Everyone’s expecting a market correction thanks to stocks being overstretched on valuations. However, there are a few stocks that should be able to hold their own during a recession or a market downturn, especially in the food and grocery space. Downturn or no, people still need to eat. Here are three stocks that delivered during the pandemic, and there’s no reason to believe they won’t do so again.
Dollarama (TSX:DOL) has a massive presence across Canada with 1,300 retail stores, and that has helped it derive a 1,000% return to its investors in the last decade. The company isn’t done with its expansion plans yet and aims to reach 1,400-1,700 stores in the next six years.
Dollarama has all the attributes of a recession-proof stock and can be a great long-term pick for investors looking for retail stalwarts. Despite the global pandemic, the company’s sales for the last quarter grew 12.3%, including a 7.1% increase in same-store sales. Apart from that, it awarded investors with an EPS of $0.52 per diluted share and increased the quarterly cash dividend payment by 6.8%.
The stock appears quite expensive if you look at its growth rate of 10% last year. However, its tendency to remain resilient in uncertain situations and the superior past performance proves the premium cost is worth it.

____________

**Task set**
a) Using the stock article, decide whether each statement agrees with it, answering yes or no and quoting the words that settle it: (i) Dollarama operates 1,300 retail stores across Canada. (ii) Dollarama's same-store sales rose 12.3% in the last quarter. (iii) Dollarama raised its quarterly cash dividend payment by 6.8%.
b) Continue the stock article from its last sentence.

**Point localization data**

____________

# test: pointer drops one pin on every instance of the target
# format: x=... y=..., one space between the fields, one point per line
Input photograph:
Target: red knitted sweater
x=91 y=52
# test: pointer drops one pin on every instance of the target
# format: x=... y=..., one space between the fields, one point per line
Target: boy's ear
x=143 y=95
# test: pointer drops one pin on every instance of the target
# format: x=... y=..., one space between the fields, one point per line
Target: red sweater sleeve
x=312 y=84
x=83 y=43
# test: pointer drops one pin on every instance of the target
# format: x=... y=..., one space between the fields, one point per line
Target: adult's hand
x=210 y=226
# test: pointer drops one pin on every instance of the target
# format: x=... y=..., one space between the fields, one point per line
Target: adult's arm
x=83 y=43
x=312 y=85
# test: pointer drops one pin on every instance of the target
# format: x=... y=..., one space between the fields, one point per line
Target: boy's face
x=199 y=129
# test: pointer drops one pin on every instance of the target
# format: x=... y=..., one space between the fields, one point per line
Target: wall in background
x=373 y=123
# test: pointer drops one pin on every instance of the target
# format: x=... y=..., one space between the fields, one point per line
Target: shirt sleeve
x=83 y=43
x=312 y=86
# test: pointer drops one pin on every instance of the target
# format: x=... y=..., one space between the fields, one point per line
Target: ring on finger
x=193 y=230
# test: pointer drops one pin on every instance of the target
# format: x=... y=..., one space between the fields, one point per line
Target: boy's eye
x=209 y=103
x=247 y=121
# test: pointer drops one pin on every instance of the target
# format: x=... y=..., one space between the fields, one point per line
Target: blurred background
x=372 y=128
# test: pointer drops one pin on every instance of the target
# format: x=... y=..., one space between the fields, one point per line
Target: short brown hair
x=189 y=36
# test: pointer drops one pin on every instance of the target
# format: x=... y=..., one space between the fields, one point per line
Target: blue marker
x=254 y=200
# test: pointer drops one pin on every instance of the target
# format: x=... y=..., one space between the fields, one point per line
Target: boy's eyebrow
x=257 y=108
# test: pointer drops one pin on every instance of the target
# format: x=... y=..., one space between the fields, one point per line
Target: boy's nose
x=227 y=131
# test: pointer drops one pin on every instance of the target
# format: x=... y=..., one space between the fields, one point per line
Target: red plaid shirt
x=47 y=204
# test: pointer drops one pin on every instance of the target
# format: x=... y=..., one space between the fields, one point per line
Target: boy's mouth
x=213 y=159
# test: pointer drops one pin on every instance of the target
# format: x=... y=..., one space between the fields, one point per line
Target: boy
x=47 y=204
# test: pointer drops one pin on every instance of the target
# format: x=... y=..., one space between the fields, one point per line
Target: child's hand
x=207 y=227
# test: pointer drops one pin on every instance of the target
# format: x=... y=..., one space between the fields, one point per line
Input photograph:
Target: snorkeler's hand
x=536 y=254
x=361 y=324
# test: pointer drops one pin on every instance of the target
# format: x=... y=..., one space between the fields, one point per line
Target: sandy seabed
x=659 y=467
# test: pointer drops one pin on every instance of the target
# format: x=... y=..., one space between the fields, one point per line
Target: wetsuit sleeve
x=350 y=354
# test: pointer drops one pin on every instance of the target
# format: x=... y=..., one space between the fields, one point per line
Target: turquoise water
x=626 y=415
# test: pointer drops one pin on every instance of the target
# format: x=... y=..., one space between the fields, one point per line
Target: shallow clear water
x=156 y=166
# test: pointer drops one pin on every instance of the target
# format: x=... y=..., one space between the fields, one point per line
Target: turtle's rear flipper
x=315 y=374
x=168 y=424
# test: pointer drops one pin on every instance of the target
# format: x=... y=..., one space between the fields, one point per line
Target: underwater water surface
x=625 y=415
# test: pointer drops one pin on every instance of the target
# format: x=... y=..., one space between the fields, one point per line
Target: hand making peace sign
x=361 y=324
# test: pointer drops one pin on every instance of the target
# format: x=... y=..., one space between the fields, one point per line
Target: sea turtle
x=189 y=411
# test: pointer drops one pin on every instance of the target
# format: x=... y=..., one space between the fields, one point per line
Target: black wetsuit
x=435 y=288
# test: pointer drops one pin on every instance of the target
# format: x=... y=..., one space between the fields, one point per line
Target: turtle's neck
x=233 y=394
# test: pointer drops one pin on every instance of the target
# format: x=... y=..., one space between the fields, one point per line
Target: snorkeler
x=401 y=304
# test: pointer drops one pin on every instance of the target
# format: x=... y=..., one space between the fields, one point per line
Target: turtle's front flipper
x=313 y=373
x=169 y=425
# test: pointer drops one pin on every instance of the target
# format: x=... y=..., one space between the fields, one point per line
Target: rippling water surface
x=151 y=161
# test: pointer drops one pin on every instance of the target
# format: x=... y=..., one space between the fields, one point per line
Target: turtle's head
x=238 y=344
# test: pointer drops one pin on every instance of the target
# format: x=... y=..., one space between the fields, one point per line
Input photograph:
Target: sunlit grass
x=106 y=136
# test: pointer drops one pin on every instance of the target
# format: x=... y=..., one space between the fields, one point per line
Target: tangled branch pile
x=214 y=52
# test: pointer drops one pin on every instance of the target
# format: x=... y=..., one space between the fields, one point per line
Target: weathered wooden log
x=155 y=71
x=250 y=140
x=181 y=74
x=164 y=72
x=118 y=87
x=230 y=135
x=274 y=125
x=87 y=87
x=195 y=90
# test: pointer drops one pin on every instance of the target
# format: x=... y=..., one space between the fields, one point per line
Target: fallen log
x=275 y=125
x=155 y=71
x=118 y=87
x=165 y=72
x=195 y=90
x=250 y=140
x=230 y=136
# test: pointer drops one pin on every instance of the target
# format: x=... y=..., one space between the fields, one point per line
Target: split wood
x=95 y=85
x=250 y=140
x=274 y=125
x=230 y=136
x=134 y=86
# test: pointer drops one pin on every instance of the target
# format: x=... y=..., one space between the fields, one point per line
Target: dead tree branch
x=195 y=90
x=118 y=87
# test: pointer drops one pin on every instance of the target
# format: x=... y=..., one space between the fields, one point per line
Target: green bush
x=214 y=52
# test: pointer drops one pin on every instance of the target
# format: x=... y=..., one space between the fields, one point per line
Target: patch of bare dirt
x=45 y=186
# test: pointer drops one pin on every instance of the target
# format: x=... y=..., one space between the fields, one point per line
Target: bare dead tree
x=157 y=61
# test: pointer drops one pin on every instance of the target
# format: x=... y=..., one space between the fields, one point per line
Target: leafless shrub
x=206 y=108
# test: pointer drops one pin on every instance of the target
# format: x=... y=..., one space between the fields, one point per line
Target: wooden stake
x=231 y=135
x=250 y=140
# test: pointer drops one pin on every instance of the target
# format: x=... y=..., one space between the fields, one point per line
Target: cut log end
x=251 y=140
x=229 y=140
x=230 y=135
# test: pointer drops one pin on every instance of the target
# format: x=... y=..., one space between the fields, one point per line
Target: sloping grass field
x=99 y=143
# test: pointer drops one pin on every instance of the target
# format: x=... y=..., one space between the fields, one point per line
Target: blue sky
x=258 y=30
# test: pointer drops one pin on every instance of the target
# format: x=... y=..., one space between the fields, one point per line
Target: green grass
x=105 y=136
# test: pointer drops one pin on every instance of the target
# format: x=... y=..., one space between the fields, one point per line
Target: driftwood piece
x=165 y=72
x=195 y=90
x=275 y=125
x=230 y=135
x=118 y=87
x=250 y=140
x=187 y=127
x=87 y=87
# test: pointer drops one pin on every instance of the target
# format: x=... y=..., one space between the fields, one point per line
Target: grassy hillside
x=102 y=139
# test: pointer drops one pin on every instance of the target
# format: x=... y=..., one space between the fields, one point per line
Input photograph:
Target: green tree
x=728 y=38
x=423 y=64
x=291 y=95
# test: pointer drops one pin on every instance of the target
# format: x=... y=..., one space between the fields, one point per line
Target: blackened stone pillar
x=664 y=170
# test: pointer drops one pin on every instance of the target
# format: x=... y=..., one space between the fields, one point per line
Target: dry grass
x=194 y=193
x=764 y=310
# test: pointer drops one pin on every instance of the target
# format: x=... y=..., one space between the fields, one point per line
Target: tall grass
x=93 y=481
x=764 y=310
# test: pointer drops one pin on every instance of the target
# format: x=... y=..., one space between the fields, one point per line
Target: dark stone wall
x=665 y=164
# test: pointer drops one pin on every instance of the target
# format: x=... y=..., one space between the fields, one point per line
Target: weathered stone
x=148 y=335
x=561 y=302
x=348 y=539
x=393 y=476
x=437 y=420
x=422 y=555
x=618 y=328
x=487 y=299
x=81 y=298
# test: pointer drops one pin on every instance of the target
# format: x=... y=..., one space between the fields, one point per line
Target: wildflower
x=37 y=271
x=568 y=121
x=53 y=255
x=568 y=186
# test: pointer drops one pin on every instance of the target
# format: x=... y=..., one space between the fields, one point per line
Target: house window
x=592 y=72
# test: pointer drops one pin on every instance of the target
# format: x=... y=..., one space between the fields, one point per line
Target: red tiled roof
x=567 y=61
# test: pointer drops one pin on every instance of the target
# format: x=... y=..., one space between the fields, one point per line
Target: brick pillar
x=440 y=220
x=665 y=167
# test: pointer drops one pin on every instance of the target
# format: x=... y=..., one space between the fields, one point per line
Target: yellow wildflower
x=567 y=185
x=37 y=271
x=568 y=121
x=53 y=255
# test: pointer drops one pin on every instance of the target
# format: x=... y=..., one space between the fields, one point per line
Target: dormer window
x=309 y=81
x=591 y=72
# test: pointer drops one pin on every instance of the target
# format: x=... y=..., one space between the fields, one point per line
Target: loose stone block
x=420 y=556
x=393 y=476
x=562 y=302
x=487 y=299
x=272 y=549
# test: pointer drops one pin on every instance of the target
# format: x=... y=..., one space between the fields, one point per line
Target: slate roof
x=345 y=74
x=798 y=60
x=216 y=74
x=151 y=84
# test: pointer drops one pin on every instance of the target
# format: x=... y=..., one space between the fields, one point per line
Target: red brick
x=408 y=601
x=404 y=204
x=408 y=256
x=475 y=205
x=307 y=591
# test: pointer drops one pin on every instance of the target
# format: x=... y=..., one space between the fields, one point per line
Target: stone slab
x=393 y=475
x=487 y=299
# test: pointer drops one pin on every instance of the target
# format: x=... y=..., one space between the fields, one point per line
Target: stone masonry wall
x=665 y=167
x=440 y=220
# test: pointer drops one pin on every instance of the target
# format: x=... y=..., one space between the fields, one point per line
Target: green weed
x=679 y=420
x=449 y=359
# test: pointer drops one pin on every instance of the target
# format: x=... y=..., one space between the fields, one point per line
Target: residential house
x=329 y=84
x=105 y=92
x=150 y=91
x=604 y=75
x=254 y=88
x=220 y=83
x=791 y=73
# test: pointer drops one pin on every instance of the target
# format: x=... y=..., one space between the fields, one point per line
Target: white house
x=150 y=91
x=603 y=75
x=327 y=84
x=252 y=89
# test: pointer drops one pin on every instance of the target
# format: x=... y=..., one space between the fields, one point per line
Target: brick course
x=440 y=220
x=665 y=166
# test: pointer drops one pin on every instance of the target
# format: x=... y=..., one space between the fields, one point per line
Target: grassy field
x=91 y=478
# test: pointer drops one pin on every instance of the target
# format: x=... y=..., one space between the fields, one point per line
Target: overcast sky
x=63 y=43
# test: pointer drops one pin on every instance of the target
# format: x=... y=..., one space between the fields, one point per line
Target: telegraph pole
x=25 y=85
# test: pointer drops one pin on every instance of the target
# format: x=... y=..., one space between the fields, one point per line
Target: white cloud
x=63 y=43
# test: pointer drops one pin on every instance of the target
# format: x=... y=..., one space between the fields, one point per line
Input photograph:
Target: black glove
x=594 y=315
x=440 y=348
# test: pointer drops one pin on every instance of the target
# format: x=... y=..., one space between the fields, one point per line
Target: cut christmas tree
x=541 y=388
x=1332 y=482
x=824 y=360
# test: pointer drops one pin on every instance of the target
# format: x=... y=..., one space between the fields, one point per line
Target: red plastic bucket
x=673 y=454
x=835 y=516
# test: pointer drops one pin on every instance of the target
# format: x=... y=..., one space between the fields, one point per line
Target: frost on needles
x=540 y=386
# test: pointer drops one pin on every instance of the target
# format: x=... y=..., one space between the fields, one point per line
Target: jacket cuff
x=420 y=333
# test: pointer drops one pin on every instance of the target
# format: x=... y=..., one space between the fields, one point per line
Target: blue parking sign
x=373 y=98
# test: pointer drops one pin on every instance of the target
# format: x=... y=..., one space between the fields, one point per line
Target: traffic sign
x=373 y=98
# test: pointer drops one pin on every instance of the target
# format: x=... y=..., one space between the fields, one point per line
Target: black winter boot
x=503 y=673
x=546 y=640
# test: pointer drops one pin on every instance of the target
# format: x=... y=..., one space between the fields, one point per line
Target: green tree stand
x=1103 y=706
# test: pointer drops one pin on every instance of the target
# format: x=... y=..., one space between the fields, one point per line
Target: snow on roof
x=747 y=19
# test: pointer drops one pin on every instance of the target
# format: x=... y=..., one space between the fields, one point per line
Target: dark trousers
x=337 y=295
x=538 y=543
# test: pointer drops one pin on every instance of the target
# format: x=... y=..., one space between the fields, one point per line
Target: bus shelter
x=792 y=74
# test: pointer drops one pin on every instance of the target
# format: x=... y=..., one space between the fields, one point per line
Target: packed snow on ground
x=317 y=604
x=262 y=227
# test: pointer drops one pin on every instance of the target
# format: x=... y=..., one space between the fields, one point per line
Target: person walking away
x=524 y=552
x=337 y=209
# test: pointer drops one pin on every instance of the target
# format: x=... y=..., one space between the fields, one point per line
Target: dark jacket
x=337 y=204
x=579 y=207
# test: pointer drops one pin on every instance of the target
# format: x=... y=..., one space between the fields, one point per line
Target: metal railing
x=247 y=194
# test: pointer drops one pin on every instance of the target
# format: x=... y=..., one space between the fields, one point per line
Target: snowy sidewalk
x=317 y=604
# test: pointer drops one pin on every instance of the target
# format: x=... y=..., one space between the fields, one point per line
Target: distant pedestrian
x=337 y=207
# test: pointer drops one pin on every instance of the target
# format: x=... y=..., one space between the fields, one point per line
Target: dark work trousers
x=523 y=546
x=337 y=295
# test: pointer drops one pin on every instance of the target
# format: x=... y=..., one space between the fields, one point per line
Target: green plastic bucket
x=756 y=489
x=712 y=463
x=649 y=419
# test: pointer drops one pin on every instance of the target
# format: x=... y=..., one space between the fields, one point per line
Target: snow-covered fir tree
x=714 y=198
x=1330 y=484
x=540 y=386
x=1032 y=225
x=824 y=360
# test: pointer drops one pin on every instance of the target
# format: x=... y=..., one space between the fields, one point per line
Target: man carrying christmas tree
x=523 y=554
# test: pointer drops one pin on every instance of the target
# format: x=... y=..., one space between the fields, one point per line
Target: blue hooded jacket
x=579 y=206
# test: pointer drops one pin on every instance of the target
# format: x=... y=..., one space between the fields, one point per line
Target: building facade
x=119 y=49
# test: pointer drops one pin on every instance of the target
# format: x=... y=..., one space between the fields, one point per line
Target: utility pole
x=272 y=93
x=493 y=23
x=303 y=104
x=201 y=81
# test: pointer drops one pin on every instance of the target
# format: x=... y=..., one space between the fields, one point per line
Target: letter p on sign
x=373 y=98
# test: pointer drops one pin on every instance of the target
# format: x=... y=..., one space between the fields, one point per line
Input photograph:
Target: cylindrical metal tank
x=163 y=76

____________

**Answers to the problems**
a)
(i) Yes: "has a massive presence across Canada with 1,300 retail stores"
(ii) No: "the company’s sales for the last quarter grew 12.3%, including a 7.1% increase in same-store sales"
(iii) Yes: "increased the quarterly cash dividend payment by 6.8%"

b)
Metro (TSX:MRU) is a leading grocer and pharmacy operating in the Ontario and Quebec region. Despite facing tough times, this one also remained relatively resilient to the pandemic and therefore is perfect for the risk-averse category of investors.
It can also be a preferred stock for those investors who look for defensive companies that offer dividend payments. The $14.48 billion company offers a moderate 1.54% dividend yield and, in the latest quarterly report, has increased the payout by 11.1%.
Because of the pandemic, the company’s latest financials are not very exciting but are relatively stable. Sales for the quarter were up by 6.2% compared with the prior-year period. Same-store sales for the food segment and pharmacy segment saw a 10% and 1.3% growth, respectively. Most importantly, unlike most other retail stores, Metro managed to increase its adjusted net earnings by 9.3% from the last quarter while the adjusted diluted EPS grew by 11.3%.
This grocer is a good buy for investors who don’t like volatility in the markets.
Maple Leaf Foods has a forward dividend yield of 2.7%
Maple Leaf Foods (TSX:MFI) is a food company that deals with both meat-based and plant-based protein. The company reached massive popularity in 2017 when it came out with plant-based protein alternatives. The stock is a good investment option, as it has been profitable in four out of the five proceeding quarters.
Its September quarter, financials showed sales had increased by 6.2% compared to the last quarter and by 8.5% on a year-over-year basis. The net profit also rose to $66 million from $13.4 million in Q3 of 2019.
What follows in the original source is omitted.